# CHALLENGE:
Produce an exact copy of the lines from the line containing "find the bare field" through the last line of the listing below, both ends included, and nothing else.

** BEGIN **

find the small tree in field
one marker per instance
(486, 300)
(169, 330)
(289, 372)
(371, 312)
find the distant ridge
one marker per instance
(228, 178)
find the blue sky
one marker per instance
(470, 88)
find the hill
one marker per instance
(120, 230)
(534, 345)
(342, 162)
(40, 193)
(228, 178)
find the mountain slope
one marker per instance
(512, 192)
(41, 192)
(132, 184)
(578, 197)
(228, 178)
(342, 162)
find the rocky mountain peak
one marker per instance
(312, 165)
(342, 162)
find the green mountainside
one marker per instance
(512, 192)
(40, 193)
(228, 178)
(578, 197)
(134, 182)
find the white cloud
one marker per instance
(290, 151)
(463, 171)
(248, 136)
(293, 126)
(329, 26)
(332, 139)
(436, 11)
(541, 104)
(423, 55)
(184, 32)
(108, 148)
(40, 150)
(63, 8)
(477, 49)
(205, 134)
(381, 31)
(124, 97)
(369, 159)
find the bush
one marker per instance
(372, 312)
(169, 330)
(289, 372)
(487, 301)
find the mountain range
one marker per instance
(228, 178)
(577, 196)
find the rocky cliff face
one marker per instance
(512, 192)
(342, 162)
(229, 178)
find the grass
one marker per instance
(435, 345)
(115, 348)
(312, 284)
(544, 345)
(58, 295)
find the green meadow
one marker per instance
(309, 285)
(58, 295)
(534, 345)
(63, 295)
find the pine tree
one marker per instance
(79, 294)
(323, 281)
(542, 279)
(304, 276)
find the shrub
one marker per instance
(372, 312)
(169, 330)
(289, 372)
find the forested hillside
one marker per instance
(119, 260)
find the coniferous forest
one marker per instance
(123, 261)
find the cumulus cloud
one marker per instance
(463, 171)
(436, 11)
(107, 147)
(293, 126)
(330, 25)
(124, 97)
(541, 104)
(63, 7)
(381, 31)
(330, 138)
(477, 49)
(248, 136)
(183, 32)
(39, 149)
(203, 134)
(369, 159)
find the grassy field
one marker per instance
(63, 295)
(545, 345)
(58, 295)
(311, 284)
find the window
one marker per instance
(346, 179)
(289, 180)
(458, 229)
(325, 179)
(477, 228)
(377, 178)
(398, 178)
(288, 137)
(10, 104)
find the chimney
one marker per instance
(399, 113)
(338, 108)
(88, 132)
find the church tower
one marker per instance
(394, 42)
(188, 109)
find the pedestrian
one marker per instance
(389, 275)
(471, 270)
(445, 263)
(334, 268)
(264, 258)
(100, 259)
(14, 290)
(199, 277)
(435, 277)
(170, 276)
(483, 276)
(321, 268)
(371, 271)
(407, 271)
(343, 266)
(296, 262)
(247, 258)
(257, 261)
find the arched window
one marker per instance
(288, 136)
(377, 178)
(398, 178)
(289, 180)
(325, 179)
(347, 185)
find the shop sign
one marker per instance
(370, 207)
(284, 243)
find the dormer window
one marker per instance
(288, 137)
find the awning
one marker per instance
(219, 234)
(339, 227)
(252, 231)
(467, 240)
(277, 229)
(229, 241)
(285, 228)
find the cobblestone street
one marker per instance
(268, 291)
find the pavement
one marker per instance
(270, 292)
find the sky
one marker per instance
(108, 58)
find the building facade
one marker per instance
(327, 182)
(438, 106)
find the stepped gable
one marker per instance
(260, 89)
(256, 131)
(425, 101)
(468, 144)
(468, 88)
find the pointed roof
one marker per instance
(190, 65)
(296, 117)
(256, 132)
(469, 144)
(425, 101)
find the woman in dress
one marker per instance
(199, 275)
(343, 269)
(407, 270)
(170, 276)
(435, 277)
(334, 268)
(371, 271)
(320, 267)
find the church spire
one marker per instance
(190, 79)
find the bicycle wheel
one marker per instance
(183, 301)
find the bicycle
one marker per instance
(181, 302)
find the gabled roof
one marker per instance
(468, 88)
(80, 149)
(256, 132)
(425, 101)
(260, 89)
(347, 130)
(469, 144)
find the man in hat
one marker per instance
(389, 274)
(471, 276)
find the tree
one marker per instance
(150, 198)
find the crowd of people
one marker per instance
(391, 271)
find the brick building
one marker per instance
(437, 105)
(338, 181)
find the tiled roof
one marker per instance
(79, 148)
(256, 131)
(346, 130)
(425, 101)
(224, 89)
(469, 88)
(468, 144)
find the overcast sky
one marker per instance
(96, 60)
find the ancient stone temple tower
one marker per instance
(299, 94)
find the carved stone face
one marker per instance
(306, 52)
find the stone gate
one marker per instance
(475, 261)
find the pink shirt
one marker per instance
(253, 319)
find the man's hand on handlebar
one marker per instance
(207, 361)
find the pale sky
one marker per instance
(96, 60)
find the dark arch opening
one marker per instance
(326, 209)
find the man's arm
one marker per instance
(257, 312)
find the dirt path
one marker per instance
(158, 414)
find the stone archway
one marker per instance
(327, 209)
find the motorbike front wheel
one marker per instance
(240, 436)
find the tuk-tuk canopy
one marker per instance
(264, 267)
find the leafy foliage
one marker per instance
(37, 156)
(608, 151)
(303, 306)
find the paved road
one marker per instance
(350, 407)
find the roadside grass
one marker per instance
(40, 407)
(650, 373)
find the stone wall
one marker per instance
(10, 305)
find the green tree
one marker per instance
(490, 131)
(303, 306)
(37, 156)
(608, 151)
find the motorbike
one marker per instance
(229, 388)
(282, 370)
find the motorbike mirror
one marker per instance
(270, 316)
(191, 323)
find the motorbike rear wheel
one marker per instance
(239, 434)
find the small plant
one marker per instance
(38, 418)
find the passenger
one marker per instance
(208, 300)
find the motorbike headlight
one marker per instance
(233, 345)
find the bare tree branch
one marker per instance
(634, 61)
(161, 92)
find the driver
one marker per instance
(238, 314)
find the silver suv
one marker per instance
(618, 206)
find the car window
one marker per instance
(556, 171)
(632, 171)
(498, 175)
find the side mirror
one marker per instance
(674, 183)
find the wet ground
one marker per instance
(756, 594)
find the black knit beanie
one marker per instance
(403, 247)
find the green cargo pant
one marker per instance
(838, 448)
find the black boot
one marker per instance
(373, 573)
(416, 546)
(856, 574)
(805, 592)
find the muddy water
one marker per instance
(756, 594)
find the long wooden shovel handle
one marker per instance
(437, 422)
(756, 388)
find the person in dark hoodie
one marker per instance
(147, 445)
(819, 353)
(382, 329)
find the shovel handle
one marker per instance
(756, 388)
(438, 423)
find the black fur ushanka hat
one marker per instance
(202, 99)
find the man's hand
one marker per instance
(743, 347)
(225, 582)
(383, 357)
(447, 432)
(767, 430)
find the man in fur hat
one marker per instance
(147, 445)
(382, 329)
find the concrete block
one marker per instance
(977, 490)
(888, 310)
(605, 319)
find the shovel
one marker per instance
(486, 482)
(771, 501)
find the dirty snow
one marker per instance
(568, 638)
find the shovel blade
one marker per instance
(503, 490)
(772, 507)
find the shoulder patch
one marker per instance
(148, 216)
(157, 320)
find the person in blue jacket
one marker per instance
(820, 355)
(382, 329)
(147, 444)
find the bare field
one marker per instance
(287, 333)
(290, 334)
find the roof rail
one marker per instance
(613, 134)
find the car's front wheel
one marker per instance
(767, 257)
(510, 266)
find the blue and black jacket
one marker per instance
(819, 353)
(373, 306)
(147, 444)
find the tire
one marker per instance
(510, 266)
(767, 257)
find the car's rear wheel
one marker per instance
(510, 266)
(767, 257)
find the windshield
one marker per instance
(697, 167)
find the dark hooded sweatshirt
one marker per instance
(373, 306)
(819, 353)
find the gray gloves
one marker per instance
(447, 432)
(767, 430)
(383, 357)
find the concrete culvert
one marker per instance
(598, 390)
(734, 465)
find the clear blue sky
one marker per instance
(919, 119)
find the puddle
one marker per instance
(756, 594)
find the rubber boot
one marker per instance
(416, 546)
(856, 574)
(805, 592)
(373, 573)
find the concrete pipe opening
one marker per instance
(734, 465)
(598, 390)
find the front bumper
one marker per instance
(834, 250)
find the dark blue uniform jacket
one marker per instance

** END **

# EXERCISE OUTPUT:
find the bare field
one marker per instance
(287, 333)
(290, 334)
find the roof rail
one marker per instance
(613, 134)
find the car's front wheel
one marker per instance
(767, 257)
(510, 266)
find the blue and black jacket
one marker per instance
(819, 353)
(373, 306)
(147, 444)
find the tire
one marker per instance
(510, 266)
(767, 257)
find the car's rear wheel
one marker per instance
(510, 266)
(767, 257)
find the windshield
one marker per instance
(697, 167)
find the dark hooded sweatshirt
one marker per instance
(373, 306)
(819, 353)
find the gray gloves
one marker per instance
(447, 432)
(767, 430)
(383, 357)
find the concrete culvert
one marker per instance
(598, 390)
(734, 465)
find the clear blue sky
one marker per instance
(919, 119)
find the puddle
one marker per instance
(756, 594)
find the rubber boot
one marker per instance
(416, 546)
(856, 574)
(805, 592)
(373, 573)
find the concrete pipe opening
one marker per instance
(734, 465)
(598, 390)
find the front bumper
one marker per instance
(834, 250)
find the dark blue uniform jacket
one marker per instance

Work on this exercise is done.